Stored data
= Beginning of Section =
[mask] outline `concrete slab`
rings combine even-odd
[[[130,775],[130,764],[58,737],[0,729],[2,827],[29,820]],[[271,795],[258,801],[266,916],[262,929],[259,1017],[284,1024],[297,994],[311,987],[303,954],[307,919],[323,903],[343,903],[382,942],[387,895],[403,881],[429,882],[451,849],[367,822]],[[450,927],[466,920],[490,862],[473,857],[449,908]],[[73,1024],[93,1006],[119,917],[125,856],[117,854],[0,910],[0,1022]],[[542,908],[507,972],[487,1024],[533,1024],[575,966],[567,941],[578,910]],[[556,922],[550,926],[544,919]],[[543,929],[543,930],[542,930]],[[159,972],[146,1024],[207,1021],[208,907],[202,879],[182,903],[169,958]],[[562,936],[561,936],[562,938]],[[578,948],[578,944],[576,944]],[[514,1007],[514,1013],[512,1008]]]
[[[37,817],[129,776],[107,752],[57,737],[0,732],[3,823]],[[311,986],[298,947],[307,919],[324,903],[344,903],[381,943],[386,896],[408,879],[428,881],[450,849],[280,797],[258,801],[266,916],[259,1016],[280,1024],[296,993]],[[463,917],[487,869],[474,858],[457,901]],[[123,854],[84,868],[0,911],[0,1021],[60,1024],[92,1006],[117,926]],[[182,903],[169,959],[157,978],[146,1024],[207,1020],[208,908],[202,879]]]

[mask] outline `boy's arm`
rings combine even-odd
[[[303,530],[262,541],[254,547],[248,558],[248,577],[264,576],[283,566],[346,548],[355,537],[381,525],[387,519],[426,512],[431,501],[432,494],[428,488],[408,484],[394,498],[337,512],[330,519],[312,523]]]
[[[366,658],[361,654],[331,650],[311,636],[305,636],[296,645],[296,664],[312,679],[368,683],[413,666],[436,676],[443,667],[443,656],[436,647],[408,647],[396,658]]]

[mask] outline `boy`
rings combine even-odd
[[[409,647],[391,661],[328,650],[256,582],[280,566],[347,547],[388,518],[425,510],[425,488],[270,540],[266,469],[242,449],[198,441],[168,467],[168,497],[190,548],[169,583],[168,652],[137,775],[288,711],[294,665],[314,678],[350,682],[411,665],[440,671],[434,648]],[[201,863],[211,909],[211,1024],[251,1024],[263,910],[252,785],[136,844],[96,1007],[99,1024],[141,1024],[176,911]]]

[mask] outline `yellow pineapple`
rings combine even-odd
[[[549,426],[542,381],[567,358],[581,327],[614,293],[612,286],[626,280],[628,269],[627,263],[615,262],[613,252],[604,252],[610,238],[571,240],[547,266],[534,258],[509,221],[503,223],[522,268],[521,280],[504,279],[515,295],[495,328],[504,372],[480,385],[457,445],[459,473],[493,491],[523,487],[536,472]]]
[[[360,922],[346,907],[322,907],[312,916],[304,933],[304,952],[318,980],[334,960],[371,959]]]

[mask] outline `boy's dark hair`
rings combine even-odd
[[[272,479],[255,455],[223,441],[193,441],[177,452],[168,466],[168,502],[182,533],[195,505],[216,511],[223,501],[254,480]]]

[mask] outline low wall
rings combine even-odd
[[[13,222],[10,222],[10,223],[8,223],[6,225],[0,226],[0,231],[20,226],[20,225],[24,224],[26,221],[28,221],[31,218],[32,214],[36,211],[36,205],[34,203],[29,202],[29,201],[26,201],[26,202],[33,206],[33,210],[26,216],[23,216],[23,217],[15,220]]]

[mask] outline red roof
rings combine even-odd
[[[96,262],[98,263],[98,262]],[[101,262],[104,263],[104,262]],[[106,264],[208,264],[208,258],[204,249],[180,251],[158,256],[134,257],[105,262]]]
= End of Section =
### What the task requires
Within the records, the lines containing the string "outline" are to be counted and their number given without comment.

### The completed task
7